■ **Material provided**
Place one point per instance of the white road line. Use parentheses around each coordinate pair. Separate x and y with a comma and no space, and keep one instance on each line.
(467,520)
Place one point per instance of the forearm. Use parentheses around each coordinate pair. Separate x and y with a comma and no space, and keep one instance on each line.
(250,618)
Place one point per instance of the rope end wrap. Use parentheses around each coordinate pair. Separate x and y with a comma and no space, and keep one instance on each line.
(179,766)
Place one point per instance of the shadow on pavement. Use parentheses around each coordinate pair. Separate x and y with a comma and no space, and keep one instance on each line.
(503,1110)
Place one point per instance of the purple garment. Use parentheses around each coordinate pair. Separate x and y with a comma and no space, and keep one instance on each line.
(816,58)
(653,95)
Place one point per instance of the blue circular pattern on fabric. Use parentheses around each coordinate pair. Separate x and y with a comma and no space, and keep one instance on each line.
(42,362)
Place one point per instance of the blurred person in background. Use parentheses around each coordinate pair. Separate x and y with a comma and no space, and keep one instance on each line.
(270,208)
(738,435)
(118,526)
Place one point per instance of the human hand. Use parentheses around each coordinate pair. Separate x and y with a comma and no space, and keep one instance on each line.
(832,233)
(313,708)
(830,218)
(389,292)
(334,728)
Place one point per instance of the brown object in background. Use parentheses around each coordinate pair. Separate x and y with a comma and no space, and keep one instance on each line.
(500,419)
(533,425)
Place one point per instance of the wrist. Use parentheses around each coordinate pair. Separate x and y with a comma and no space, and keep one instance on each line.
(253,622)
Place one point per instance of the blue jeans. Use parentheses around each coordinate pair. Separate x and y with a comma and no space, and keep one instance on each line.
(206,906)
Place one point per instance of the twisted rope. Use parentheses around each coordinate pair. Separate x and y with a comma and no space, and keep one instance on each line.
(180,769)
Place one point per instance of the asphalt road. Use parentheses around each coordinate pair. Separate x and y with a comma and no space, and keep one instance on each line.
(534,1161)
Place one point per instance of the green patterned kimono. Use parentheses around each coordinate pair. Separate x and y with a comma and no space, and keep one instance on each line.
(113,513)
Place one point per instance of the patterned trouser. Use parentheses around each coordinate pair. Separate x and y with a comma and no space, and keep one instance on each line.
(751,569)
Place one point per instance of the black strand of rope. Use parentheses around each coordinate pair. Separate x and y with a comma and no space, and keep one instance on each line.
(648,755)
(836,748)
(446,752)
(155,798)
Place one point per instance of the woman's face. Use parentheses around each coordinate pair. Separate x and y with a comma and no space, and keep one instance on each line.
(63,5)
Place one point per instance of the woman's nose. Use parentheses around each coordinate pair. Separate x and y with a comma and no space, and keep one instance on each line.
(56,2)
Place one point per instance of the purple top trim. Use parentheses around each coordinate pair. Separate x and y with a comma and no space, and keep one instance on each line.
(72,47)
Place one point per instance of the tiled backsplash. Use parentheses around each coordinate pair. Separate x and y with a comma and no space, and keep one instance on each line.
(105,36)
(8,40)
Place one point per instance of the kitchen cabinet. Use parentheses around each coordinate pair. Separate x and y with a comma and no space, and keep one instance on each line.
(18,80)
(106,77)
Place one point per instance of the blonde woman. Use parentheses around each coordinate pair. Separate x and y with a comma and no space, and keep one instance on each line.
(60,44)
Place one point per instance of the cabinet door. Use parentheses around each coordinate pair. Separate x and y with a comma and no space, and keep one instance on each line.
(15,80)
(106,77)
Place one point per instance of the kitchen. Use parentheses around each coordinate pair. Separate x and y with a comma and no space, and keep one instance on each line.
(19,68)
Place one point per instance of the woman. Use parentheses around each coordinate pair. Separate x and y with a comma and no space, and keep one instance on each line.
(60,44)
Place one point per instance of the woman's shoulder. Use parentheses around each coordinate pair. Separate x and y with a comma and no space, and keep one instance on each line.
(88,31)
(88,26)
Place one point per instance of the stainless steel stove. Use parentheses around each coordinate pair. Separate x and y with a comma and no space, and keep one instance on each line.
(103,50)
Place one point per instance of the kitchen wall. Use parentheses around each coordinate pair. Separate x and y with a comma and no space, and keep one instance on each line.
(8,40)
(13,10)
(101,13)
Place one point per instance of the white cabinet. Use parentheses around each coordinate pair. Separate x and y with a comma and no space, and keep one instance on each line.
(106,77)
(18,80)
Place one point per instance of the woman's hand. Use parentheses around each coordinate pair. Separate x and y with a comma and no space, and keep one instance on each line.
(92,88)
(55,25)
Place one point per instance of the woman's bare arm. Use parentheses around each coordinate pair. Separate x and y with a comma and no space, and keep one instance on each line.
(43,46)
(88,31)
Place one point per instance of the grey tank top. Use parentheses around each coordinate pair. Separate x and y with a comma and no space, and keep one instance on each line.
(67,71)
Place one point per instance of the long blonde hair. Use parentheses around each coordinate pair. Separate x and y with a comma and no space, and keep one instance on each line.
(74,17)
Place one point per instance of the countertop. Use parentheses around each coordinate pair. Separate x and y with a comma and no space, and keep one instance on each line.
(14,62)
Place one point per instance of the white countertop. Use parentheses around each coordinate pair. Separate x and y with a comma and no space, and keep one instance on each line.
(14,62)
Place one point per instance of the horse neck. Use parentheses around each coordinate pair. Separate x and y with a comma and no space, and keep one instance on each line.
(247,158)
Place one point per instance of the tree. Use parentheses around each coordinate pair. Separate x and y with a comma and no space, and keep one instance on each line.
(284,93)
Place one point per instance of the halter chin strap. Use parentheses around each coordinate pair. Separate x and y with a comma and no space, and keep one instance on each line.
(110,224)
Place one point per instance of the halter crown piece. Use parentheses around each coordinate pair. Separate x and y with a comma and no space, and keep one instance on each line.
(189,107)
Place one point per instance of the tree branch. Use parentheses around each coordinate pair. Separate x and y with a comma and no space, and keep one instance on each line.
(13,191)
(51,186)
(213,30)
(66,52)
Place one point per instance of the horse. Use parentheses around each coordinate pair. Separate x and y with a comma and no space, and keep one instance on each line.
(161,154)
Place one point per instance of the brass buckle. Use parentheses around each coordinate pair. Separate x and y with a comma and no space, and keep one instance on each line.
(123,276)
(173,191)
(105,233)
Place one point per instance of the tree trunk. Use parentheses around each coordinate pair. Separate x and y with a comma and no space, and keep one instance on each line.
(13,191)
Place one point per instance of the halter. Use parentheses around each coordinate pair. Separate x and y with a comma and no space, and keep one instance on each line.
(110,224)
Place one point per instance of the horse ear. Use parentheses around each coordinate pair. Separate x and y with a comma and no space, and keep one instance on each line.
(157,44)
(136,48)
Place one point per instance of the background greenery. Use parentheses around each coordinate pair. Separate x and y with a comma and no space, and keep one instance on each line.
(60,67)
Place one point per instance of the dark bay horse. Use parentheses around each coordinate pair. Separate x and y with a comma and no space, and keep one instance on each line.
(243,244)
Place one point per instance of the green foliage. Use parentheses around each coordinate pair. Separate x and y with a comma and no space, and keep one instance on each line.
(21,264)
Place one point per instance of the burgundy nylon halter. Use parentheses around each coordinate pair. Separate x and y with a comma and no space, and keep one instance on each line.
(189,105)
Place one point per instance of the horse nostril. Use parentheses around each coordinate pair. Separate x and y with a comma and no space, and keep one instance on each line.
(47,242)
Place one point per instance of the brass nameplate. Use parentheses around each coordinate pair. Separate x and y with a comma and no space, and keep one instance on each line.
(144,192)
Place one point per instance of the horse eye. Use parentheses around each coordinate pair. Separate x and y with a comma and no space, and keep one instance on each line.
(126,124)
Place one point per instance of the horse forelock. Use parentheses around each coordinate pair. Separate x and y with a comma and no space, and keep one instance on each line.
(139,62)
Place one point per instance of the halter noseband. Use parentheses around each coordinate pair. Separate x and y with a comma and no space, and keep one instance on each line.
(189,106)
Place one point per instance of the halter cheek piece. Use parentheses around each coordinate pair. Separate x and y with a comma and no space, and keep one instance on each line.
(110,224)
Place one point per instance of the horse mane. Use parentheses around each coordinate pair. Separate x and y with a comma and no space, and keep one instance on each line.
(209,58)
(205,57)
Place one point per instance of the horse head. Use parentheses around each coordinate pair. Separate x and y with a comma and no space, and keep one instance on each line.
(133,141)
...
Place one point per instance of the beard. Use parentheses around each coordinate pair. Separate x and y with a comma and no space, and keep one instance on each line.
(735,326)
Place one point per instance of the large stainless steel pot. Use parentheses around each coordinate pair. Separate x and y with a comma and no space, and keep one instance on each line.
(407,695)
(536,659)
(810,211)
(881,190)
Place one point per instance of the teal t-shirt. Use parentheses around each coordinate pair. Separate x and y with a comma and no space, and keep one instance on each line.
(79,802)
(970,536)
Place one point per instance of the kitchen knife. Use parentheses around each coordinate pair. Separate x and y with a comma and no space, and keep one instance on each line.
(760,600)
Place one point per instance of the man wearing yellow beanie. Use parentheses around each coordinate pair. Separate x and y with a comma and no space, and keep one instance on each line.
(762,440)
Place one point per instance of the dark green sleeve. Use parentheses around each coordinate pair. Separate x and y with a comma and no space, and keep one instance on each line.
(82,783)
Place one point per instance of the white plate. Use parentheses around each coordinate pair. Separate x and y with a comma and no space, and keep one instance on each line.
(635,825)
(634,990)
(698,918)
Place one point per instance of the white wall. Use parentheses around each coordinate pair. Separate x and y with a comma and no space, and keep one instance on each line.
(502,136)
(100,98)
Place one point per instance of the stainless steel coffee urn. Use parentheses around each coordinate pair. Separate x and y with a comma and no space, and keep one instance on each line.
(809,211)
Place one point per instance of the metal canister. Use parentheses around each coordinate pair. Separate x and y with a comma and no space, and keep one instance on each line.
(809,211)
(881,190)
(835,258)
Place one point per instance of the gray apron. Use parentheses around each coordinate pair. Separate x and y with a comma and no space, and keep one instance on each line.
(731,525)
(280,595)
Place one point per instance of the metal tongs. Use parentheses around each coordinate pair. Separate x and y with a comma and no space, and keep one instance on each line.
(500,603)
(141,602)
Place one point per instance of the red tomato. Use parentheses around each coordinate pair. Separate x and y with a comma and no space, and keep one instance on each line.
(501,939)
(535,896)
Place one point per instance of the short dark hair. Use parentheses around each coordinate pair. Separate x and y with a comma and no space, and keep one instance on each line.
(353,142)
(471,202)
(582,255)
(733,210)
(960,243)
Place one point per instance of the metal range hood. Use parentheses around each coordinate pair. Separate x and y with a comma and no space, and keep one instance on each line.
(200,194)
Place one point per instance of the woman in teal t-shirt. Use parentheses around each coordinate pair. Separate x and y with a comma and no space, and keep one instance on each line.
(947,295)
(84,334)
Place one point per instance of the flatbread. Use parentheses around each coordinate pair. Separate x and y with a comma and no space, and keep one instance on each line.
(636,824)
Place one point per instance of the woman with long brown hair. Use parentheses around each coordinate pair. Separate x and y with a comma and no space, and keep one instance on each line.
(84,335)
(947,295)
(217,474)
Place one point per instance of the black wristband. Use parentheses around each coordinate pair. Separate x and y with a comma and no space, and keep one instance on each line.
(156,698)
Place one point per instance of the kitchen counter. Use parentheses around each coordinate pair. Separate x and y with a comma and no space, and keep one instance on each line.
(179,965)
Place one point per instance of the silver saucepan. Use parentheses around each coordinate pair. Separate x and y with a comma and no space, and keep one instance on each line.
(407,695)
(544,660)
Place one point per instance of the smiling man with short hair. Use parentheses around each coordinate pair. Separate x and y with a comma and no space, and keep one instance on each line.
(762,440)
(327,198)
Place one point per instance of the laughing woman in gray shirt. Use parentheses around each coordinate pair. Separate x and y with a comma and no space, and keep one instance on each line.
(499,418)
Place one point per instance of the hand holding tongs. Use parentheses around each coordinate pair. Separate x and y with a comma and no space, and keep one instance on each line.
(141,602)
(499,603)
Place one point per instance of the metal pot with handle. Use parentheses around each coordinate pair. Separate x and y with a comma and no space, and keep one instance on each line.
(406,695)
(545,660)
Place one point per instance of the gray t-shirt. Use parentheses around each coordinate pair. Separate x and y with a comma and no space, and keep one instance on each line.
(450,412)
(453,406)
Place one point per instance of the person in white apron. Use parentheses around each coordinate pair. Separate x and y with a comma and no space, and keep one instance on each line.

■ **Job**
Identify each line in the items above that contains the string "wall", and copy those lines in full. Case counts.

■ **The answer**
Place one point per instance of the kitchen wall. Use parentheses around each coordinate pair. Separate x and y with a comma and no space, and keep one instance on each line.
Place one point per instance of the white wall. Use parentheses around each coordinate pair. Separate x and y with a comma and no space, and keep one instance on each line.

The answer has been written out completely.